GIVEN EXERCISE ->
Convert the lines from the one containing "BATCH JOB #2094 — Class: red button-up shirt" through the end of the records, both included, into a Markdown table with two columns, Row and Line, numbering each line in the Row column and leaving out any blank lines.

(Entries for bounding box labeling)
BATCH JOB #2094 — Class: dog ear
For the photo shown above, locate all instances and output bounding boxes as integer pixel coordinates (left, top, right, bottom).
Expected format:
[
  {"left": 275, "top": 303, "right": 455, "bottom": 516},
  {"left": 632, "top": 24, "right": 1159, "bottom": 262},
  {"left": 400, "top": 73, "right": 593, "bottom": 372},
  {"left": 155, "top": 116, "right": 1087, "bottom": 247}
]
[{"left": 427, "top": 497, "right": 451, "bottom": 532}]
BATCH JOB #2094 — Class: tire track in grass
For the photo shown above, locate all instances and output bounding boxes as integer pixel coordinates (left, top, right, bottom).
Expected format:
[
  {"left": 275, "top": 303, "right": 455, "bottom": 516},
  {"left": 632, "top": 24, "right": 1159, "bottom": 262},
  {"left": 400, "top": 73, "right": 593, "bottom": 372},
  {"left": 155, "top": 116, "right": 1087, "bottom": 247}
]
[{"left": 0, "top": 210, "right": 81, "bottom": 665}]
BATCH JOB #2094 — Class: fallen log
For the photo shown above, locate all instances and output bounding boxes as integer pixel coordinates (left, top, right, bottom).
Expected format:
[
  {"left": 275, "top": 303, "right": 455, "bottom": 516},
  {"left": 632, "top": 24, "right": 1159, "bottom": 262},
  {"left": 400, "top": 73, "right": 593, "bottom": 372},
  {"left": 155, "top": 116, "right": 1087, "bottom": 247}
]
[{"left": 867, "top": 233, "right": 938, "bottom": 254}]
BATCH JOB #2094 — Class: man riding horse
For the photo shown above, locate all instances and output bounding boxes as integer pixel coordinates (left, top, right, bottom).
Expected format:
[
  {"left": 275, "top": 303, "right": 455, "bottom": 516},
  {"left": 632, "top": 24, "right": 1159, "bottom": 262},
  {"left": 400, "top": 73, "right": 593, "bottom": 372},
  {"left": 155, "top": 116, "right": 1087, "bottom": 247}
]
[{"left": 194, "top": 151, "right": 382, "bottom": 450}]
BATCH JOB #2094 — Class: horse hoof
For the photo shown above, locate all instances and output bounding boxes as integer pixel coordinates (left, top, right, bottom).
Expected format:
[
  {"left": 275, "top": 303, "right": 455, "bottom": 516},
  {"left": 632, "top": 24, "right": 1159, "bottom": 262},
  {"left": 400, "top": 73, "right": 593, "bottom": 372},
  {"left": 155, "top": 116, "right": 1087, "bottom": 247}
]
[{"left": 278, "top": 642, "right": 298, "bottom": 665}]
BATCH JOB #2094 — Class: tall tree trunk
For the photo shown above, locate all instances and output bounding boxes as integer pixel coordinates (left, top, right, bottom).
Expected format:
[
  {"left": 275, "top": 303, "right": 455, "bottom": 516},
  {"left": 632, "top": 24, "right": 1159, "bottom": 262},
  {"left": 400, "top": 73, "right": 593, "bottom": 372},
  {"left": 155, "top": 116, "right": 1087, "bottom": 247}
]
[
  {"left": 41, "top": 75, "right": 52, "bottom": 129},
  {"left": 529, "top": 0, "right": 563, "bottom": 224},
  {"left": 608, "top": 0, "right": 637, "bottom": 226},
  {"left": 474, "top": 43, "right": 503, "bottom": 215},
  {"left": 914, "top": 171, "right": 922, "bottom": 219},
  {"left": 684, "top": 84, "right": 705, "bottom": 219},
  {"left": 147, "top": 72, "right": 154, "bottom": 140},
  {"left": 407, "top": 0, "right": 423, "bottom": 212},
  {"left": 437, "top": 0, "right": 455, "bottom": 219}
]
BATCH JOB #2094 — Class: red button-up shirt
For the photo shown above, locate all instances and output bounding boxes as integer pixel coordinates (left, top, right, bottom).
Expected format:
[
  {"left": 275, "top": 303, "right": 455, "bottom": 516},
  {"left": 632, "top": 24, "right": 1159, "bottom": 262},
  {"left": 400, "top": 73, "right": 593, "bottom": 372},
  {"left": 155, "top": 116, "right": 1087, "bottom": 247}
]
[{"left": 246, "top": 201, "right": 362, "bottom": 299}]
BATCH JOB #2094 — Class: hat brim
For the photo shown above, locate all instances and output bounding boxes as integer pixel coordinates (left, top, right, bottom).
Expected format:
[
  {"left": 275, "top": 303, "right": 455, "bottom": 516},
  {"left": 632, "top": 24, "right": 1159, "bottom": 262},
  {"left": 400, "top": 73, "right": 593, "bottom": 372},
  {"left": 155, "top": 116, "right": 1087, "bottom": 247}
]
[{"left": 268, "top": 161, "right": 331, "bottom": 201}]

RESULT OF THE TASK ->
| Row | Line |
|---|---|
| 1 | BATCH JOB #2094 — Class: red button-up shirt |
| 2 | For the photo shown above, locate all instances and output bounding boxes as integer pixel coordinates (left, top, right, bottom). |
| 3 | Expected format: |
| 4 | [ |
| 5 |   {"left": 275, "top": 303, "right": 455, "bottom": 516}, |
| 6 |   {"left": 632, "top": 24, "right": 1159, "bottom": 262}, |
| 7 |   {"left": 400, "top": 73, "right": 593, "bottom": 372}, |
| 8 |   {"left": 155, "top": 116, "right": 1087, "bottom": 247} |
| 9 | ] |
| 10 | [{"left": 246, "top": 201, "right": 362, "bottom": 299}] |
| 11 | BATCH JOB #2094 — Class: hat brim |
| 12 | For the photo shown above, locate all instances and output bounding boxes as integer pixel coordinates (left, top, right, bottom). |
| 13 | Expected format: |
| 14 | [ |
| 15 |   {"left": 275, "top": 303, "right": 455, "bottom": 516}, |
| 16 |   {"left": 632, "top": 24, "right": 1159, "bottom": 262}, |
| 17 |   {"left": 400, "top": 73, "right": 593, "bottom": 372}, |
| 18 |   {"left": 155, "top": 116, "right": 1087, "bottom": 247} |
| 19 | ] |
| 20 | [{"left": 268, "top": 161, "right": 331, "bottom": 201}] |